__TAREFAS PROPOSTAS__.
1. Relacione, na ordem em que surgem pela primeira vez, as siglas que identificam os interlocutores na transcrição sobre a UNE.
2. Prossiga a transcrição sobre a UNE a partir do ponto em que ela termina.

__TEXTO FORNECIDO__.
* * * * *
P.R. Do governo do Estado Novo.

H.G. Então, eu acho que esse papel da UNE e dos estudantes, nessa época, foi muito importante. Foi uma grande escola. E de educação cívica também, de patriotismo, no sentido melhor da palavra.

C.G. - É, porque na verdade o nacionalismo brasileiro nasce com a UNE, com essa Campanha do Petróleo, não é? A noção do Brasil corno nação, nação economicamente articulada, vem daí.

R.G. - Vem daí. E principalmente a preocupação de transmitir à juventude essa crença, não é? Porque era uma juventude apática.

P.R. - Exato.

R.G. - "Então está aqui, o futuro está aqui... a nossa independência econômica, nos somos um país dependente." Antigamente se falava muito em imperialismo, que existia, embora nós não fôssemos colônia. Mas sempre a gente radicalizava um pouco as coisas, mas mostrando que tinha uma saída para o país. Porque a nossa preocupação era muito com o social. Já se sentia a dificuldade de grande parte da população, já se sentia a necessidade de dar ao nosso trabalhador uma situação melhor, na indústria de pagar melhor, de se limitar o problema do trabalho do menor, de mulher, das férias e da assistência social. Então, por tudo isso os estudantes pressionavam. Agora, a grande movimentação, que era uma manifestação de esperança e de fé, era o petróleo. Mostrávamos a nossa dependência de petróleo e a necessidade que nós tínhamos de...
* * * * *
__REGISTROS FORNECIDOS__.

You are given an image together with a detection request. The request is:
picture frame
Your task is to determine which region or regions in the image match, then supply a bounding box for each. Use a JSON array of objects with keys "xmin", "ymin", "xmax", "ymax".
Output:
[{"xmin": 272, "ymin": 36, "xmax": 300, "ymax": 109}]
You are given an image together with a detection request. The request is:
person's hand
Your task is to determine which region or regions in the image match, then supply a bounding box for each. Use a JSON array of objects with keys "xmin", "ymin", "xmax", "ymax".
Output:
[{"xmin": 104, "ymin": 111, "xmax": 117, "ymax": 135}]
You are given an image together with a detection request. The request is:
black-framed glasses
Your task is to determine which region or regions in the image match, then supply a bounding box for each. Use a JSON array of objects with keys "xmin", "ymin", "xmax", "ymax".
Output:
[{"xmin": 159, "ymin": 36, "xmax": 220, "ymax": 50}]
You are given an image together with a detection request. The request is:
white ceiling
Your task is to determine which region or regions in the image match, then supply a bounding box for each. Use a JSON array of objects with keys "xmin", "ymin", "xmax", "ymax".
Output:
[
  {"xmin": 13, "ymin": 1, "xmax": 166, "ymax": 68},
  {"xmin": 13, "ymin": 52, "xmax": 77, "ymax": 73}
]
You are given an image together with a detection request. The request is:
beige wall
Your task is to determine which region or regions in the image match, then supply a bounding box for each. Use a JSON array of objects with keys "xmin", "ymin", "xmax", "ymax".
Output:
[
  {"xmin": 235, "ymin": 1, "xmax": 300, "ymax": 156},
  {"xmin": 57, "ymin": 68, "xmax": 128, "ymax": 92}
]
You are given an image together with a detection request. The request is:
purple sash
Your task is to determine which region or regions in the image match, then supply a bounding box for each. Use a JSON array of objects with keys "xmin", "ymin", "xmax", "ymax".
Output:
* * * * *
__RESPOSTAS POR TAREFA__.
1. P.R., H.G., C.G., R.G.

2.
P.R. - E de que forma, dr. Gusmão, ocorreu o ingresso da UNE na sua gestão, na Campanha do Petróleo?

R.G. - Olha, primeiro a gente já conversava um pouco sobre isso. E, segundo nós queríamos logo... Quando você toma posse na UNE, você não sabe bem o que fazer, não é? Você recebe aquilo, um prédio na Praia do Flamengo,132 – e eu ainda fiz a minha campanha contra o José Bonifácio, dizendo que ele foi eleito, mas nunca saiu de São Paulo para morar na UNE. Então eu disse que eu me propunha mudar, e que obrigaria a minha diretoria toda a morar na UNE, no prédio, e tal. Então eu tive que cumprir isso. Mas cheguei lá e encontrei só o prédio, não é? [risos] E agora? Vem a turma, vamos resolver o que vamos fazer A primeira coisa era que nós tínhamos um problema de finanças, não tínhamos dinheiro, e éramos oposição ao Governo. A gente tinha que arranjar um motivo para...

P.R. o Clemente Mariani hostilizava muito, não?

R.G. - É. Hostilizava muito. Então, o presidente do 11 de Agosto, que era o... Ubirajara, ofereceu um carro – ele vendia automóvel - para fazer uma rifa, uma grande rifa nacional para arranjar dinheiro para a UNE. Então, está resolvido o problema financeiro com isso. E de fato foi resolvido. Fizemos uma rifa, uma rifa nacional, vendemos e sorteamos o automóvel.

Esse era um passo, mas e politicamente, o que é que nós iríamos lançar? Uma coisa nova, somos socialistas, temos que enfrentar, temos que criar uma ... mostrar que viemos trazer uma coisa séria para o país e motivar os estudantes numa luta, num problema. Então, vamos discutir o problema do petróleo. Discutimos entre nós, começamos a ouvir pessoas, e fomos ouvir o Monteiro Lobato.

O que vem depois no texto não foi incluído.